### Input
- - - - - - -

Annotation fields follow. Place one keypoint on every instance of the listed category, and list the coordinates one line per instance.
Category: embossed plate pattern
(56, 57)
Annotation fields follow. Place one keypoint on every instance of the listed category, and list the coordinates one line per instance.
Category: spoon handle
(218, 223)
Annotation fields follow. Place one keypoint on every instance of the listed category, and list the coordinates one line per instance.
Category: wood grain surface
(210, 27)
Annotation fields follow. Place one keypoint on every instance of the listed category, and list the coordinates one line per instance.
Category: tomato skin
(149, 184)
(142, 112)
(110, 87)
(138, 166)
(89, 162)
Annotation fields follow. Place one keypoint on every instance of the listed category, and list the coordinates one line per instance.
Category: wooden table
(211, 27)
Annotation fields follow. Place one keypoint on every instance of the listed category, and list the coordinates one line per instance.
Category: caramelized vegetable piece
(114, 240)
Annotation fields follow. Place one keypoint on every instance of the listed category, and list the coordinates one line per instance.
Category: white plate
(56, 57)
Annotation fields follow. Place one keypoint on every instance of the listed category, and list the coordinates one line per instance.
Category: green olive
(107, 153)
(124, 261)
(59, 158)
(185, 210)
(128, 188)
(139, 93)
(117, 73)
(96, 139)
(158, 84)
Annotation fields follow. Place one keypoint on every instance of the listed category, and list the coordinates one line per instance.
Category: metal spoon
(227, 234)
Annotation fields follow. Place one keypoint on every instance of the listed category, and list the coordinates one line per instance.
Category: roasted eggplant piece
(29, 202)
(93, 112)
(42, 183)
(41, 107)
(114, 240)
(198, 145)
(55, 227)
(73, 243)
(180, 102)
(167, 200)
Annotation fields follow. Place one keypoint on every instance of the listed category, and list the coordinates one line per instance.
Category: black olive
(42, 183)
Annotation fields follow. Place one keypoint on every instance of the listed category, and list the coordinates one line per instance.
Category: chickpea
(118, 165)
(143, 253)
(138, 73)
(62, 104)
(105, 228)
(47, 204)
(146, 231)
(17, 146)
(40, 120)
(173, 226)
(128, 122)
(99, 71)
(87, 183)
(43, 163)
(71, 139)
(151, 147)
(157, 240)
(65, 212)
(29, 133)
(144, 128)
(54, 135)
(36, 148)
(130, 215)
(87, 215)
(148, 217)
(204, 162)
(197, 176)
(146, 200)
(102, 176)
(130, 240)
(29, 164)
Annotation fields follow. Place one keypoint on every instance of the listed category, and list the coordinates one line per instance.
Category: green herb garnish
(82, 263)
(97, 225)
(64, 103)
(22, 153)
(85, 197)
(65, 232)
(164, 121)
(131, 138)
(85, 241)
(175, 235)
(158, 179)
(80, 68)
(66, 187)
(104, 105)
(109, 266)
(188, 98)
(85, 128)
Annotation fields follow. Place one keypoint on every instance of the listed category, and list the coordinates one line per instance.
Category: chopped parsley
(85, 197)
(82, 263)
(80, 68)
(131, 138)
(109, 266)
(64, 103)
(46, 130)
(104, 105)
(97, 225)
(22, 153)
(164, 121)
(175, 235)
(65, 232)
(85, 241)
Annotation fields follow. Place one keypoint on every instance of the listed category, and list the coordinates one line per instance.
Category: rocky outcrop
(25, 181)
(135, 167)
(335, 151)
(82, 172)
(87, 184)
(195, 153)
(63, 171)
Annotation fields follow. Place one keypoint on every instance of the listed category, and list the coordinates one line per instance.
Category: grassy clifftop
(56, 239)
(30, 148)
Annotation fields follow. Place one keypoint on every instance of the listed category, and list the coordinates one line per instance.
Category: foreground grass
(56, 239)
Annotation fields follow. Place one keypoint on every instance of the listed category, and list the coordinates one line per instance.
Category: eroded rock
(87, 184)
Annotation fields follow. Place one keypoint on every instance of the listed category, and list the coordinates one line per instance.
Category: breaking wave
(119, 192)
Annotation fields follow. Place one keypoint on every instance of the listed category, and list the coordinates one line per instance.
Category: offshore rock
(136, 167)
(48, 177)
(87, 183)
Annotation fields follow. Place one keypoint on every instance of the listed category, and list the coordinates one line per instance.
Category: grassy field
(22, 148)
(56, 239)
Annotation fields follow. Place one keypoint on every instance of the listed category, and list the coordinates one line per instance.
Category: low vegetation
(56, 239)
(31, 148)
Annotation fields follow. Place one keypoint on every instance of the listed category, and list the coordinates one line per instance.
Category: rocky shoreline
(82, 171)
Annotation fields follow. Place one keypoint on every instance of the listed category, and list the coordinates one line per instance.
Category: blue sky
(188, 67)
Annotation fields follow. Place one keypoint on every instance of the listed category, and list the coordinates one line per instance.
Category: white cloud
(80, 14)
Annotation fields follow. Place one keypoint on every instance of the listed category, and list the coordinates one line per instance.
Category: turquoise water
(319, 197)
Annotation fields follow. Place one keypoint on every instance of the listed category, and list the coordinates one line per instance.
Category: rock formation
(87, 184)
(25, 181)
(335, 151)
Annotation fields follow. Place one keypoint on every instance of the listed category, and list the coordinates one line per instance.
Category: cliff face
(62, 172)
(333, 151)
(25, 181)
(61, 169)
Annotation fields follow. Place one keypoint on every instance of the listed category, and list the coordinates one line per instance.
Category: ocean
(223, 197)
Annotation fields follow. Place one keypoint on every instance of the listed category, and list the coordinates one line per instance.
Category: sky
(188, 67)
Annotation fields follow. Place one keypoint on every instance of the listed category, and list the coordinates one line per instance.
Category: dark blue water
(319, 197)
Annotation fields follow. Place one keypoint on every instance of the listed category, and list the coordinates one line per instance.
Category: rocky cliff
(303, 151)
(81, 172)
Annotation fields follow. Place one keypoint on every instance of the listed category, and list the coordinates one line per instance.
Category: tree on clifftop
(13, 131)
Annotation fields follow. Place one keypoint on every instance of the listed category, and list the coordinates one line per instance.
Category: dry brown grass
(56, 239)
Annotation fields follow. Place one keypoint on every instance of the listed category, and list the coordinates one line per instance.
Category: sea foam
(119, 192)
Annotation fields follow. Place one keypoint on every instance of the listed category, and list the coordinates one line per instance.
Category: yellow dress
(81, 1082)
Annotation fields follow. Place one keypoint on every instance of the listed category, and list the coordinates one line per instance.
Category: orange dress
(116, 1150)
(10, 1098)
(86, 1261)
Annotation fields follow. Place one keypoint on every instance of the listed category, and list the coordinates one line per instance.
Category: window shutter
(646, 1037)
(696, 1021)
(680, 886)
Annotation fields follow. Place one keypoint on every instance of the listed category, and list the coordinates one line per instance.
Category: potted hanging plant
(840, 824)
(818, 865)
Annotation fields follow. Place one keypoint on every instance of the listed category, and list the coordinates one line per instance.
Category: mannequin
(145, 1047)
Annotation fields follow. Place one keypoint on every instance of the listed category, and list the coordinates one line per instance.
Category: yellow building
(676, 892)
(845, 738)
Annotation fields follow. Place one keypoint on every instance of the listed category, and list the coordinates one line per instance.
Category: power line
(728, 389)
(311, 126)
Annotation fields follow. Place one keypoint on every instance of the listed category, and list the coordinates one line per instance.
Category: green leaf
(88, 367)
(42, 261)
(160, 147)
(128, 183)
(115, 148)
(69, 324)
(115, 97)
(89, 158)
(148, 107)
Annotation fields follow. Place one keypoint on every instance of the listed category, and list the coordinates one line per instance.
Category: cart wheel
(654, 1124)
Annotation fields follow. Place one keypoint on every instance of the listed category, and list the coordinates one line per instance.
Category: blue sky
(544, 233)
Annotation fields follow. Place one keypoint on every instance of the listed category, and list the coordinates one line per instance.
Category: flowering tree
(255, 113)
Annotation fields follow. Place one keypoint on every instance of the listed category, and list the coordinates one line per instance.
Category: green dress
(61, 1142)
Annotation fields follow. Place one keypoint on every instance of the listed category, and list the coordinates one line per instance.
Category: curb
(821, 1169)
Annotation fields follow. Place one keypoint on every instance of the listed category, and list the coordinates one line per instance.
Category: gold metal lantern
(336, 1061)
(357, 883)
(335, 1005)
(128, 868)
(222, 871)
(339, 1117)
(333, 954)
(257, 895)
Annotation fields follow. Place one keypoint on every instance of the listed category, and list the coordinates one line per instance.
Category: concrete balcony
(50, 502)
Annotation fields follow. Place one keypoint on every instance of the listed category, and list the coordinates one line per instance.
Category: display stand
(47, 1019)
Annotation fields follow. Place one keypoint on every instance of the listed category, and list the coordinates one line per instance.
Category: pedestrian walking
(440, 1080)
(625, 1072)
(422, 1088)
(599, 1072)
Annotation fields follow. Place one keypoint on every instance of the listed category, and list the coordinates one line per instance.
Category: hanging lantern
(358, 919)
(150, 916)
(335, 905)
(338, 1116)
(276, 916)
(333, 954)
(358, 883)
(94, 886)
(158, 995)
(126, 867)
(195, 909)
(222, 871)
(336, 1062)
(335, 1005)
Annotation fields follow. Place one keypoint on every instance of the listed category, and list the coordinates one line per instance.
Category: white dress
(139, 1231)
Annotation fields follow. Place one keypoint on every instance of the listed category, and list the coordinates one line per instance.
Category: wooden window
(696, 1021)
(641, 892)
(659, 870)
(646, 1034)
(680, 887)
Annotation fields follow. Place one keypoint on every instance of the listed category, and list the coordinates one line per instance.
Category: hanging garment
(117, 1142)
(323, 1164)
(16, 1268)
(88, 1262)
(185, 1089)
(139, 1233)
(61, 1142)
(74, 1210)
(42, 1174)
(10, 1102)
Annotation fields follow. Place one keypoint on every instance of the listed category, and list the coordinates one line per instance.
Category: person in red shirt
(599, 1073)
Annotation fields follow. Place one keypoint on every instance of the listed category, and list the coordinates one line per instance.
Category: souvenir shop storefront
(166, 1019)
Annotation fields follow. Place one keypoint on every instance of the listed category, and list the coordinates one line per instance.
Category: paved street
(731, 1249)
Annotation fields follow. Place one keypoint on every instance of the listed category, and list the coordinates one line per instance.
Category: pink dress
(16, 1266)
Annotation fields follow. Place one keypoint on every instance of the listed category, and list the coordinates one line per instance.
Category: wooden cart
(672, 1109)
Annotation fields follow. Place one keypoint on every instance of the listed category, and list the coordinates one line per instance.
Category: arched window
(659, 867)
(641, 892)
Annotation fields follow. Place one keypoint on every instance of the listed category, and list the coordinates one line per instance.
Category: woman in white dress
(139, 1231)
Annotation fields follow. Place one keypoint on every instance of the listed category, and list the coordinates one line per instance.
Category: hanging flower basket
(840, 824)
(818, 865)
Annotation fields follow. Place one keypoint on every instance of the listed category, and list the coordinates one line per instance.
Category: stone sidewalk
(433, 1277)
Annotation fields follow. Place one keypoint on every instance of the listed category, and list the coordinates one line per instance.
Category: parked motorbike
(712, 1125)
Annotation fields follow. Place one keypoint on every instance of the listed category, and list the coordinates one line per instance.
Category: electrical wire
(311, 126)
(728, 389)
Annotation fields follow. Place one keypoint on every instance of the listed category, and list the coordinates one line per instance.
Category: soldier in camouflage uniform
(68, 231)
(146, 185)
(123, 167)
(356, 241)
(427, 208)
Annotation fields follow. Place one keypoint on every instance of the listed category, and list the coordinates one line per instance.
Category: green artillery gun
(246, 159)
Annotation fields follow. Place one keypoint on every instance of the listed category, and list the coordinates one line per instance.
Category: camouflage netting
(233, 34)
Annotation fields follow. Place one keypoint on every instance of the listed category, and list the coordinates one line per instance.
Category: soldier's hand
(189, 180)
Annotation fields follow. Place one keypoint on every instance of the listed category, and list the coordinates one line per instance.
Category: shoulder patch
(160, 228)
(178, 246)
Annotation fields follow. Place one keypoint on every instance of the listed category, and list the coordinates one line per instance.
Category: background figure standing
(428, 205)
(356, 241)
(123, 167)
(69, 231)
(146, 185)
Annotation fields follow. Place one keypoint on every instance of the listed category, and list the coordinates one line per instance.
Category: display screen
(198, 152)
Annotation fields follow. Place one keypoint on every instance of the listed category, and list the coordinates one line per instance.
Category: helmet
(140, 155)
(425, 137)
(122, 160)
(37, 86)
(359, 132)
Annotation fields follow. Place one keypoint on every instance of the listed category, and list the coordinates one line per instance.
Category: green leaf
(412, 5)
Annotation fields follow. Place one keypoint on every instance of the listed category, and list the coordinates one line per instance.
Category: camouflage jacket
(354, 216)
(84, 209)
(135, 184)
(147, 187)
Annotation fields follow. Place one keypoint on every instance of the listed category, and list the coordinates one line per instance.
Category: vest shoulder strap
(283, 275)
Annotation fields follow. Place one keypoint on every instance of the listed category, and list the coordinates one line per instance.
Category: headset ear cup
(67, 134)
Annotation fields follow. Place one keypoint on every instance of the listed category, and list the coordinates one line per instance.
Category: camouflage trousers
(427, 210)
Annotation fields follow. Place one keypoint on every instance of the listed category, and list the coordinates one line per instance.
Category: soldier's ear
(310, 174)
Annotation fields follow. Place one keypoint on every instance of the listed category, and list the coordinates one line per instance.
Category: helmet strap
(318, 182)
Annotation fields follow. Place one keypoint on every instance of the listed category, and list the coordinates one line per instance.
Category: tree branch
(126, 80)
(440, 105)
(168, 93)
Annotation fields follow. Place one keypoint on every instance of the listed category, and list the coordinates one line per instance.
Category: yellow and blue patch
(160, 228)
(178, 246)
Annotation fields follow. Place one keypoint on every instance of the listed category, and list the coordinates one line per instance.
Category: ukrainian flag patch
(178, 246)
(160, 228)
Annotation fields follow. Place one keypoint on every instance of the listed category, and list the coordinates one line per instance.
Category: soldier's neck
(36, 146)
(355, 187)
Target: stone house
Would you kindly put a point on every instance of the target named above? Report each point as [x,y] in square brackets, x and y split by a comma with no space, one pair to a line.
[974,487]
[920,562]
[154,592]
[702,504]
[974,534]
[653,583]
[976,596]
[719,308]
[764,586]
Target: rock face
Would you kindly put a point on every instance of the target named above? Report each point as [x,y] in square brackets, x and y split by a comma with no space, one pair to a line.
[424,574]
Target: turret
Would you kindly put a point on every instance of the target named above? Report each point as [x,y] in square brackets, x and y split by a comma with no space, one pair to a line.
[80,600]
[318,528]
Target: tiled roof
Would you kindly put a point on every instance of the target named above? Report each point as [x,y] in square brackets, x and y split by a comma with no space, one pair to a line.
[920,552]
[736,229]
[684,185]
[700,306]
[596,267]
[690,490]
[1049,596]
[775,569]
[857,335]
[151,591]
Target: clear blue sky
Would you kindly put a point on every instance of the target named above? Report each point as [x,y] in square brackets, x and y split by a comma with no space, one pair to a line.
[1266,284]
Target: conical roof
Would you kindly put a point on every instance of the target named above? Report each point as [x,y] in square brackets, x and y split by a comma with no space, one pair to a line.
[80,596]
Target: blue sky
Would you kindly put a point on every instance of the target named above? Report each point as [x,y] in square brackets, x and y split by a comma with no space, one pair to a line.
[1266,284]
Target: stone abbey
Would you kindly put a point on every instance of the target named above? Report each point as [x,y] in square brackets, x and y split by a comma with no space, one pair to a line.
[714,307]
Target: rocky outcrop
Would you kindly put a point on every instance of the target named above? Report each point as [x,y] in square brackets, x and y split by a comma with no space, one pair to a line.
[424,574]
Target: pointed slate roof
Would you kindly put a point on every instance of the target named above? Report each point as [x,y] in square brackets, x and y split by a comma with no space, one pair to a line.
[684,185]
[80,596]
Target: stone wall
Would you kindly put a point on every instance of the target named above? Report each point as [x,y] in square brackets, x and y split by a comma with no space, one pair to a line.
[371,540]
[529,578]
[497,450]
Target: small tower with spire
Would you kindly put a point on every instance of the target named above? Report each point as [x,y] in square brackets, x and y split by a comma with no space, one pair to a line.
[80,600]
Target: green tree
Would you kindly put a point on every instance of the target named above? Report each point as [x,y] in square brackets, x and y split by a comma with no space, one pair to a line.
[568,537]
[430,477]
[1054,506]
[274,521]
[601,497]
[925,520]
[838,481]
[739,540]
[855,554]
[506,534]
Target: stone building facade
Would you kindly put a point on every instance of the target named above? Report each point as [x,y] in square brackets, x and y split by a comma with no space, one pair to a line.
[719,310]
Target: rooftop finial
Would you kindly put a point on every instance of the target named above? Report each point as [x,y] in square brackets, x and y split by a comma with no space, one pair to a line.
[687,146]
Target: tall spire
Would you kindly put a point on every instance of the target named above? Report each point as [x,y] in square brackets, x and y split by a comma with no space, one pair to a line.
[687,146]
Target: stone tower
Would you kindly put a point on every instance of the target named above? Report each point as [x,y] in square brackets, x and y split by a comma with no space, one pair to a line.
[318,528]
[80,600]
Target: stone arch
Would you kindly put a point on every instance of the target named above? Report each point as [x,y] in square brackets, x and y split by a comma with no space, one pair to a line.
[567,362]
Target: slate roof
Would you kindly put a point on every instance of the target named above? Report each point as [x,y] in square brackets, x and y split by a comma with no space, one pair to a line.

- - - - - - -

### Task to complete
Every line of the material above that includes the string "tower" is required.

### Response to the task
Target: small tower with spire
Target: stone tower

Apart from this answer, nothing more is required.